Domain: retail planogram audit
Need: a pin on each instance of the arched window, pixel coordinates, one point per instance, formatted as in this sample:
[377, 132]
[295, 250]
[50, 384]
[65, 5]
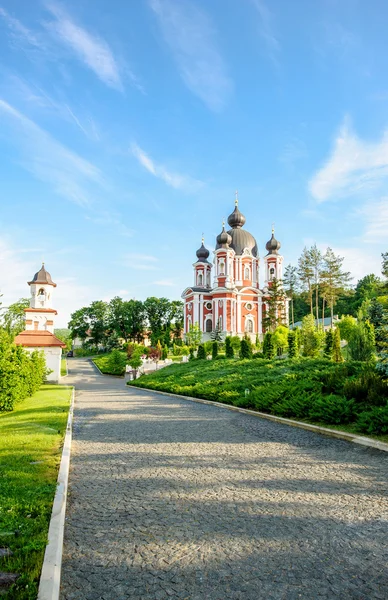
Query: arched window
[249, 326]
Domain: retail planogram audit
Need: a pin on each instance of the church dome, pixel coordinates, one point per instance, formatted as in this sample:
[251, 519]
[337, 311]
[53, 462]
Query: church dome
[202, 253]
[42, 276]
[273, 245]
[223, 239]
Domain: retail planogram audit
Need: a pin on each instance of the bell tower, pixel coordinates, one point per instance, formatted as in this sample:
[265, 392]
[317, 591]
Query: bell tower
[40, 315]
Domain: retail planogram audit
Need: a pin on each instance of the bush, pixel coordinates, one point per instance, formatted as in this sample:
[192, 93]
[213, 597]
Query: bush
[201, 354]
[374, 422]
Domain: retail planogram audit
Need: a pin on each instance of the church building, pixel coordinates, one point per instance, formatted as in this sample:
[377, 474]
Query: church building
[39, 331]
[226, 294]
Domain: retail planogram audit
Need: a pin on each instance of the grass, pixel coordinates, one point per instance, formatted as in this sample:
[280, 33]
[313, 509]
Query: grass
[30, 450]
[293, 389]
[63, 367]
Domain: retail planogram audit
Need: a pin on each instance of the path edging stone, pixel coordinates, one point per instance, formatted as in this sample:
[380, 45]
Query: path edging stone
[341, 435]
[50, 579]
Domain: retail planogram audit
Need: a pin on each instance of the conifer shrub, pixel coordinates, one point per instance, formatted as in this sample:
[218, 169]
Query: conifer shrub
[201, 354]
[229, 352]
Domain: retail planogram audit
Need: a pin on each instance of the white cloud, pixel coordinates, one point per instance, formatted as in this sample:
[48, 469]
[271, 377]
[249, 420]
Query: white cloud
[69, 174]
[266, 30]
[174, 180]
[190, 35]
[91, 50]
[354, 167]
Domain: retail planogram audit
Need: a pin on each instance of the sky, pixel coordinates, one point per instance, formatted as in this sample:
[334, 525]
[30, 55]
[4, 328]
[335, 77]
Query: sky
[126, 127]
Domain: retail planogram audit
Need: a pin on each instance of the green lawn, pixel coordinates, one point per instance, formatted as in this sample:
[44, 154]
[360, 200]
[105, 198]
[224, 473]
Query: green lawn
[63, 367]
[31, 438]
[348, 396]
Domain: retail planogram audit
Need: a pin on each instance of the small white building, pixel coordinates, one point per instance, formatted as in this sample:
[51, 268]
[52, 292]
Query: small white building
[39, 331]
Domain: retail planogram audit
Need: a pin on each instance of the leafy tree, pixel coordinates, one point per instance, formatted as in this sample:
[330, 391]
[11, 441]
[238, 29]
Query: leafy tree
[229, 353]
[269, 349]
[334, 279]
[292, 346]
[14, 316]
[275, 300]
[290, 280]
[201, 354]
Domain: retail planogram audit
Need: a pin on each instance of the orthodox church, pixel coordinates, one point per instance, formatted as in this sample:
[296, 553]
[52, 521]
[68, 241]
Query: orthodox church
[226, 294]
[39, 320]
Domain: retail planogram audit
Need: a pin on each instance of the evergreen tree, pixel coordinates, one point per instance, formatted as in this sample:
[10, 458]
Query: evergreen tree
[329, 341]
[292, 346]
[275, 302]
[269, 349]
[229, 353]
[201, 354]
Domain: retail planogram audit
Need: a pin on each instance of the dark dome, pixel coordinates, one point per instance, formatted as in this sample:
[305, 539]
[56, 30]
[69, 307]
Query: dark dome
[236, 219]
[242, 239]
[223, 239]
[42, 276]
[202, 253]
[273, 245]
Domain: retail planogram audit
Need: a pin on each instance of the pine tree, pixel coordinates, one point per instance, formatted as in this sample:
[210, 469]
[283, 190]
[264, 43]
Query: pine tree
[275, 302]
[229, 353]
[292, 346]
[201, 354]
[269, 349]
[337, 354]
[329, 340]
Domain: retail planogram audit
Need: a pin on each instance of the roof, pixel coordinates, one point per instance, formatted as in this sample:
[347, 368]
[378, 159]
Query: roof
[38, 339]
[42, 276]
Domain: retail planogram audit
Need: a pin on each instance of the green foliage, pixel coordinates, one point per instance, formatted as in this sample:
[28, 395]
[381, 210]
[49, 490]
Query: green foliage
[21, 372]
[245, 349]
[269, 349]
[201, 354]
[229, 353]
[292, 345]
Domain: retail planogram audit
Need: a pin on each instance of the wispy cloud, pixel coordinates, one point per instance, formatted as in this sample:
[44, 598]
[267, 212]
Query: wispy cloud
[191, 38]
[266, 30]
[69, 174]
[174, 180]
[355, 166]
[91, 50]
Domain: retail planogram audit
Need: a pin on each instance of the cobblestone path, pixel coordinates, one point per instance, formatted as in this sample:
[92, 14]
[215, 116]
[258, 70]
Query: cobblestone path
[174, 499]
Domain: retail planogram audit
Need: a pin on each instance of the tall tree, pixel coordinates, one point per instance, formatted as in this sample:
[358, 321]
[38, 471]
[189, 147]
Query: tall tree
[290, 281]
[306, 275]
[334, 279]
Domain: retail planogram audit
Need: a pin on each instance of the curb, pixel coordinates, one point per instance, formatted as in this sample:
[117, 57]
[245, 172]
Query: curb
[341, 435]
[50, 578]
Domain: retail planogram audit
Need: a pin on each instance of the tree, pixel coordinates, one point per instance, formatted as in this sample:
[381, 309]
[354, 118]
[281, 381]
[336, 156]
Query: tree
[194, 335]
[292, 346]
[306, 275]
[334, 279]
[14, 316]
[275, 302]
[290, 280]
[229, 353]
[269, 349]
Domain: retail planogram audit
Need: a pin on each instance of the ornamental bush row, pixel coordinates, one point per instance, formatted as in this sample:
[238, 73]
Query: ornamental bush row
[21, 373]
[318, 390]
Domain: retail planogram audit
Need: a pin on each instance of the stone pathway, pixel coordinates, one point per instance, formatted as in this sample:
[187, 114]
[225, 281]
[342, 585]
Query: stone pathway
[173, 499]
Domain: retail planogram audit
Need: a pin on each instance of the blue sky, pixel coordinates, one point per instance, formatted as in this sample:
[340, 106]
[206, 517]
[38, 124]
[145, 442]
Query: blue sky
[125, 128]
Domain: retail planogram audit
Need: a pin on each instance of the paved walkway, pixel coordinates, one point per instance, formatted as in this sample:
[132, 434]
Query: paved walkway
[174, 499]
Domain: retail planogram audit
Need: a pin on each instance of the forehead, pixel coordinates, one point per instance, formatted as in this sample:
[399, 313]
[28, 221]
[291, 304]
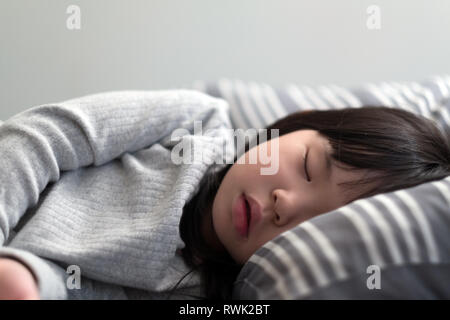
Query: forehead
[307, 136]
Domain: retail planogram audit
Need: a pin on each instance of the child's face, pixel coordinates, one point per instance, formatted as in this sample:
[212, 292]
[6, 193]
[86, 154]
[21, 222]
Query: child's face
[285, 199]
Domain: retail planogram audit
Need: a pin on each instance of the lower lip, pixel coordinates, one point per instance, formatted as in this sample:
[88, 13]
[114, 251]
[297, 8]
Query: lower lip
[240, 216]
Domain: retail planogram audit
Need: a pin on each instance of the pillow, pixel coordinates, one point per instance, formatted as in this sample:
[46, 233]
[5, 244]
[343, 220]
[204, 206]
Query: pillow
[394, 245]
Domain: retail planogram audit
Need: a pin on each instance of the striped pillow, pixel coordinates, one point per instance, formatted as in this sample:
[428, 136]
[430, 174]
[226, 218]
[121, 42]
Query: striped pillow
[392, 245]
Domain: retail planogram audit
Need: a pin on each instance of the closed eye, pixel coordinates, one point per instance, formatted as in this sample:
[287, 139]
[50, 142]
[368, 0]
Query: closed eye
[308, 178]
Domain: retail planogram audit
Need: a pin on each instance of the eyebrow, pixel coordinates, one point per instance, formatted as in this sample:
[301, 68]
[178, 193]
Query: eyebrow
[328, 163]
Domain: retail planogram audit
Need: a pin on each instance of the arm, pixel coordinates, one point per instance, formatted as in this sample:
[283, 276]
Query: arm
[36, 145]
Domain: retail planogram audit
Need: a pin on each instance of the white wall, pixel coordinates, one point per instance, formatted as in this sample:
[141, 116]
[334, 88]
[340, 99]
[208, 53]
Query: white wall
[159, 44]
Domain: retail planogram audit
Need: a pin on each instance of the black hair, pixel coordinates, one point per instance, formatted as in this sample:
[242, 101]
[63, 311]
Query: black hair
[404, 149]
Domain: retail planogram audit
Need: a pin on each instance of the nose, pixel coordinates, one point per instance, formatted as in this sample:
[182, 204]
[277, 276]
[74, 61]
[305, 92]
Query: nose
[285, 209]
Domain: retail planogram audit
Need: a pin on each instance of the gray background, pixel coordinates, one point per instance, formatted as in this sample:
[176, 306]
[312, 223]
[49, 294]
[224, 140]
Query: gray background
[161, 44]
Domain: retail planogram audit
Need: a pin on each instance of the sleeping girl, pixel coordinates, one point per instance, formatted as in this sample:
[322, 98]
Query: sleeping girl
[90, 182]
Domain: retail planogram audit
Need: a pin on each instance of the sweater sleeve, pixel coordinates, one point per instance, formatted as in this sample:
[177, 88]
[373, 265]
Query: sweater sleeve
[37, 144]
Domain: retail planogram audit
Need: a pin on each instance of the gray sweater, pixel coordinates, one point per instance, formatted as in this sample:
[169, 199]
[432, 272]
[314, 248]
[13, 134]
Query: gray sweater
[90, 182]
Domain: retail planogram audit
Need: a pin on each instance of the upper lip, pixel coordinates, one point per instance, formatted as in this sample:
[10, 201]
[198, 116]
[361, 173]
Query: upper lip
[255, 211]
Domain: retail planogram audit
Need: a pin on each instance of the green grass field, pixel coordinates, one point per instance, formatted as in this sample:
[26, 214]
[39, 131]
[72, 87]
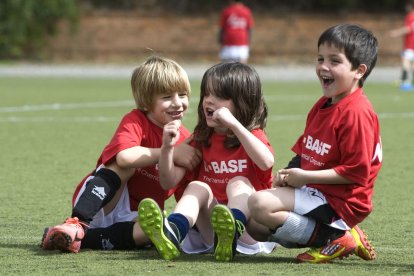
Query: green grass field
[52, 131]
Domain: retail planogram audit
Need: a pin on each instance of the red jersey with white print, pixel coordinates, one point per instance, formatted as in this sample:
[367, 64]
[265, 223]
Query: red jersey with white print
[345, 137]
[134, 130]
[409, 38]
[235, 21]
[221, 164]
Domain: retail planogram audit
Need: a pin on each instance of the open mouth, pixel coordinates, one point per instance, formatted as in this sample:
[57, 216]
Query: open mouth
[209, 112]
[175, 114]
[327, 80]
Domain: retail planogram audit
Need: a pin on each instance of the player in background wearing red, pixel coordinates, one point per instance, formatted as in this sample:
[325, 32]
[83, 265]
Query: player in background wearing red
[236, 23]
[237, 160]
[327, 188]
[407, 55]
[105, 202]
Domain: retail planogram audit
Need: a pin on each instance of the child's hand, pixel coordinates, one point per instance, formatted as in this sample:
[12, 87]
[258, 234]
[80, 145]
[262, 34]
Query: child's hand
[171, 133]
[278, 181]
[294, 177]
[187, 156]
[224, 117]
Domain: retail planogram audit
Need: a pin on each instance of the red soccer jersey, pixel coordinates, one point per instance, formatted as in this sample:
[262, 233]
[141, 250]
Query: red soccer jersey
[409, 38]
[235, 21]
[344, 137]
[136, 130]
[221, 164]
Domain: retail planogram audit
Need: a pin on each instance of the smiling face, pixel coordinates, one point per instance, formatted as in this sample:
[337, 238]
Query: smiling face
[335, 72]
[211, 103]
[168, 107]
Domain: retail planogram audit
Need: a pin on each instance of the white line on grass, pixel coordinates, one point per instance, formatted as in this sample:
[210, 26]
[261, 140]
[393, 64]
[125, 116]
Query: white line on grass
[59, 106]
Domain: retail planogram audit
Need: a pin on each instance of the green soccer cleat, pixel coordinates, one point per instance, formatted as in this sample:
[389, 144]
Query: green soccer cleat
[227, 230]
[364, 249]
[163, 234]
[336, 249]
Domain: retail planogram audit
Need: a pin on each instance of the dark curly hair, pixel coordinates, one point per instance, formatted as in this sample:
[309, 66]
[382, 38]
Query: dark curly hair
[359, 45]
[237, 82]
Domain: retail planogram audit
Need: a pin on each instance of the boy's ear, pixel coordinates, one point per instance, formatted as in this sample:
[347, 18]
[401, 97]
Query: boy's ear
[361, 70]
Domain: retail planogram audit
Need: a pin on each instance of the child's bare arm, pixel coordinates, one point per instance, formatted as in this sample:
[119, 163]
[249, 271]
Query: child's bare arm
[169, 174]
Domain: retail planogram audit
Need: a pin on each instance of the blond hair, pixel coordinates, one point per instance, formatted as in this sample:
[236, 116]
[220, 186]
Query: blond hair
[157, 75]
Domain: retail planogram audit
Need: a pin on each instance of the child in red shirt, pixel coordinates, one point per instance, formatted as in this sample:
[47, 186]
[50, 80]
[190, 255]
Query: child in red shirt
[105, 202]
[327, 188]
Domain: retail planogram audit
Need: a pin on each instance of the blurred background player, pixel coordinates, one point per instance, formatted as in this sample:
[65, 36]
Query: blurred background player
[236, 22]
[407, 56]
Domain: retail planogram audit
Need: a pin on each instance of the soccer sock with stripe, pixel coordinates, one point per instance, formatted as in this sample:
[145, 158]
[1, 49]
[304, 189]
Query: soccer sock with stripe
[182, 224]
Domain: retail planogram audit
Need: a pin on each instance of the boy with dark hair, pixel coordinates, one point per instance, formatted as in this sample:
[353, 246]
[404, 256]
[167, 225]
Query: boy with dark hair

☆ ☆ ☆ ☆ ☆

- _THE REQUEST_
Extract every line in the records above that contains the string "bell", copying each one in full.

- _CORRECT RESULT_
Need: a pin on each instance of the bell tower, pixel coordinates, one point per instance, formatted as in this sample:
Query: bell tower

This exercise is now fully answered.